DATA SUPPLIED:
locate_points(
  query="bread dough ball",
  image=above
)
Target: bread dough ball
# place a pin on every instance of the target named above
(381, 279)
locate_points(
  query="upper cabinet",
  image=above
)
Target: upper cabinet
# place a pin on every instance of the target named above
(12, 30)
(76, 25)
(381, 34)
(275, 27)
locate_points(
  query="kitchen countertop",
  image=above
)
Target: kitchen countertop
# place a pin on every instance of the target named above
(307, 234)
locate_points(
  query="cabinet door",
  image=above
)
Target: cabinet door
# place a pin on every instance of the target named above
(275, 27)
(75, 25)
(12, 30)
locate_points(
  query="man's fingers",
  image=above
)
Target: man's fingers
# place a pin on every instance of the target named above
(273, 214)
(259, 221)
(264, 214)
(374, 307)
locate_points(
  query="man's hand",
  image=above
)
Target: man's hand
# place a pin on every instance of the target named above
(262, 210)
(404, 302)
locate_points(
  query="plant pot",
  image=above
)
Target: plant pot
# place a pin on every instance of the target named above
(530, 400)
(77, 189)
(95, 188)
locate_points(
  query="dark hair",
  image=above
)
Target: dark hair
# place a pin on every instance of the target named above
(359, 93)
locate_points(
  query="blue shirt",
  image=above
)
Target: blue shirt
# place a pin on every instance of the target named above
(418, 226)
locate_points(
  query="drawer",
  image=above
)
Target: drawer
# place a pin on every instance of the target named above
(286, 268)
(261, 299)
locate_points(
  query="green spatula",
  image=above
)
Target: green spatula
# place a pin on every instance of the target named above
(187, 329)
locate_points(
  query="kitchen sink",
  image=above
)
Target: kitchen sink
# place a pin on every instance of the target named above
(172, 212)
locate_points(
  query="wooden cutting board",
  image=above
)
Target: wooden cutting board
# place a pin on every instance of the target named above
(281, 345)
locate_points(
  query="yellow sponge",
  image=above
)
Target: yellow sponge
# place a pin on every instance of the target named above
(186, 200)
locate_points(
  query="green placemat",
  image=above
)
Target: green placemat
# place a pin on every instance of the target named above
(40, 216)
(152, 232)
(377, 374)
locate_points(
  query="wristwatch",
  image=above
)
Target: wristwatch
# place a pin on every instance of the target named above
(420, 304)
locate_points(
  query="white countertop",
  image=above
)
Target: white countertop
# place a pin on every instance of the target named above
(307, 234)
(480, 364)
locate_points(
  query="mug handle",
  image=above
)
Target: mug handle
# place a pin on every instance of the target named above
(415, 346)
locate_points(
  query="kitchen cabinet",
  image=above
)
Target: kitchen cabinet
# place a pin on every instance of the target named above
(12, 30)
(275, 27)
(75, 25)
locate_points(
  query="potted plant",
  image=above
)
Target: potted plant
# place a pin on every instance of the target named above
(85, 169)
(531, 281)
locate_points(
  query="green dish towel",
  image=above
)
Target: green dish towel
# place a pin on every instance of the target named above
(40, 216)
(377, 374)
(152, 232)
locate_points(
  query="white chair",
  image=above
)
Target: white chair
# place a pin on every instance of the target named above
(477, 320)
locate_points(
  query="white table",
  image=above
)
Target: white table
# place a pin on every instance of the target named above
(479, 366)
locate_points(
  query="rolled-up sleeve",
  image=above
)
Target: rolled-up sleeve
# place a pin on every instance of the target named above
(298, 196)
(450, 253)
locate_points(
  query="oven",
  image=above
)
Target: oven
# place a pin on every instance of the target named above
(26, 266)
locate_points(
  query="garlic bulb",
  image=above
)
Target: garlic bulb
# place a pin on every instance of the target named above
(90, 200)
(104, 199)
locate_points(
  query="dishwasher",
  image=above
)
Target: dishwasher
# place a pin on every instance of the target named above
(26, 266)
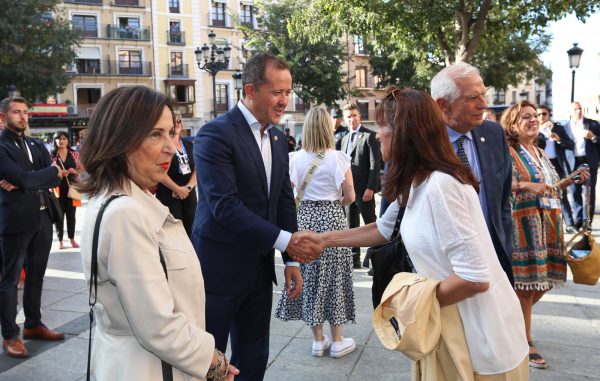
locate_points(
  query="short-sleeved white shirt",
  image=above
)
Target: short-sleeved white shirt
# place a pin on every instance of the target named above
(326, 184)
(444, 232)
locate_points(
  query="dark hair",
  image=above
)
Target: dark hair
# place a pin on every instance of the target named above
(7, 101)
(420, 143)
(510, 116)
(121, 121)
(349, 106)
(55, 139)
(544, 107)
(254, 70)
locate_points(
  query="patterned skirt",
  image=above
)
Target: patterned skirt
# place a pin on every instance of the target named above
(537, 259)
(327, 294)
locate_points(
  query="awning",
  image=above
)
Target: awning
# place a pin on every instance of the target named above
(88, 53)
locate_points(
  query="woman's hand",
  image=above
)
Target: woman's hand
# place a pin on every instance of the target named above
(537, 188)
(181, 193)
(232, 371)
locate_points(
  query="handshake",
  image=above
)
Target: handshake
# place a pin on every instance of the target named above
(305, 246)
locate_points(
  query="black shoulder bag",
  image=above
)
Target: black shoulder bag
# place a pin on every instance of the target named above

BRIEF: Leave the pictures out and reproduce each record exactly as written.

OUTPUT BELOW:
locate_points(
  query="bread dough ball",
  image=above
)
Target: bread dough ball
# place a pin on every instance of the target named above
(381, 279)
locate_points(
  query="upper cabinet",
  image=above
)
Target: upper cabinet
# place a pin on every instance of the target named above
(12, 30)
(76, 25)
(381, 34)
(275, 27)
locate_points(
  query="kitchen countertop",
  image=above
)
Target: kitchen countertop
# place a pin on every instance of the target named above
(307, 234)
locate_points(
  query="cabinet door",
  image=above
)
Target: cabinet door
# place a pin on every instance of the target named above
(275, 27)
(75, 25)
(12, 30)
locate_points(
  query="man's fingers",
  image=above
)
Target: man's fingers
# place a pin on every instance of the target named above
(273, 214)
(259, 221)
(264, 214)
(374, 307)
locate_points(
  query="man's hand",
  image=above
)
Target: man's hand
# place a pin on every instance of the target named above
(262, 210)
(404, 302)
locate_points(
  query="plant pot",
  image=above
)
Target: plant pot
# place a pin on every instance of the target named above
(530, 400)
(77, 189)
(95, 188)
locate_points(
  query="dark hair",
  image=above
)
Target: dark hair
# place a pin on every instance of the target named above
(359, 93)
locate_points(
  query="blue shirt",
  image=above
)
Target: blue shirt
# place a pin on every instance of the target named above
(418, 226)
locate_points(
  query="drawer",
  image=above
)
Target: drawer
# place a pin on every instance of the target named above
(286, 268)
(261, 299)
locate_points(
  query="green spatula",
  image=above
)
Target: green spatula
# place a pin on every instance of the target named above
(187, 329)
locate_points(
  query="kitchen sink",
  image=above
)
Target: kitchen sink
# place a pin on every instance of the target named above
(172, 212)
locate_points(
  query="wooden cutting board",
  image=above
)
Target: wooden cutting board
# place a pin on every instance of the target named above
(281, 345)
locate_points(
  query="yellow sponge",
  image=above
)
Target: yellow sponge
# place a pin on every instance of the target named above
(186, 200)
locate_points(
  query="green placemat",
  image=above
)
Target: green placemat
# place a pin on every instance of the target named above
(40, 216)
(152, 232)
(377, 374)
locate_points(
  query="wristwatch",
  image=above
)
Target: wristwatch
# place a pin on every instance of the target named above
(420, 304)
locate_points(
  query="white countertop",
  image=above
)
Target: white countertop
# place a pin on every instance of the target named above
(307, 234)
(480, 364)
locate_points(
  query="mug handle",
  image=above
)
Target: mug handle
# place a pin on every instance of the target named above
(415, 346)
locate_points(
  query="kitchen cabinet",
  image=above
)
Target: kitchen cabinet
# place a pin on every instance of the target named above
(12, 30)
(275, 27)
(75, 25)
locate_points(
  query="potted plant",
  image=above
)
Target: potted plant
# place a pin on every instance of the target named above
(85, 169)
(531, 281)
locate_points(
  query="green dish towel",
  image=above
)
Target: green dish towel
# place a pin on every instance of the target named above
(40, 216)
(377, 374)
(152, 232)
locate_points(
  query="white chair",
  image=above
)
Target: white chair
# place a pin on every instance of the target named above
(477, 320)
locate_points(
  query="white table",
  image=above
)
Target: white table
# place a pin on every instance of the target named above
(479, 366)
locate_points(
  query="rolled-up sleeve",
  image=above
)
Target: rolled-up sleeve
# place a pin on every instance of the target named above
(298, 196)
(450, 253)
locate_points(
  query="oven",
  image=above
)
Target: oven
# place a pin on every instance of the target named above
(26, 266)
locate_points(
  query="garlic bulb",
  image=above
)
Target: garlic bulb
# place a pin on every instance of the target named above
(90, 200)
(104, 199)
locate_points(
  query="dishwasher",
  image=above
)
Target: dishwasher
# place a pin on every instance of the target named above
(26, 266)
locate_points(
  query="short-sleeved white shirt",
  image=above
)
Target: short-sleeved white shirt
# place a pin on every instance of the target named above
(326, 184)
(444, 232)
locate_points(
  query="dark hair",
  image=above
)
Target: dark hair
# place a pin on every instance of the target named above
(7, 101)
(420, 143)
(510, 116)
(121, 121)
(349, 106)
(55, 139)
(544, 107)
(254, 70)
locate_points(
  query="patterned skirt",
  image=above
)
Target: patterned skirt
# place a pin on every instance of the target named above
(537, 259)
(327, 294)
locate_points(
  query="awning",
  image=above
)
Target: awning
# place a pin on every instance of the target named above
(88, 53)
locate_points(
  query="woman's hand",
  image=above
)
Target: woman's hand
# place a pin on every instance of the target named above
(537, 188)
(181, 193)
(232, 371)
locate_points(
  query="handshake",
  image=above
)
Target: handshake
# place a pin on every instance of the target named above
(305, 246)
locate_points(
  query="black shoulder bag",
  image=above
)
Target: black shoulder bag
# place a pin on every instance of the target named above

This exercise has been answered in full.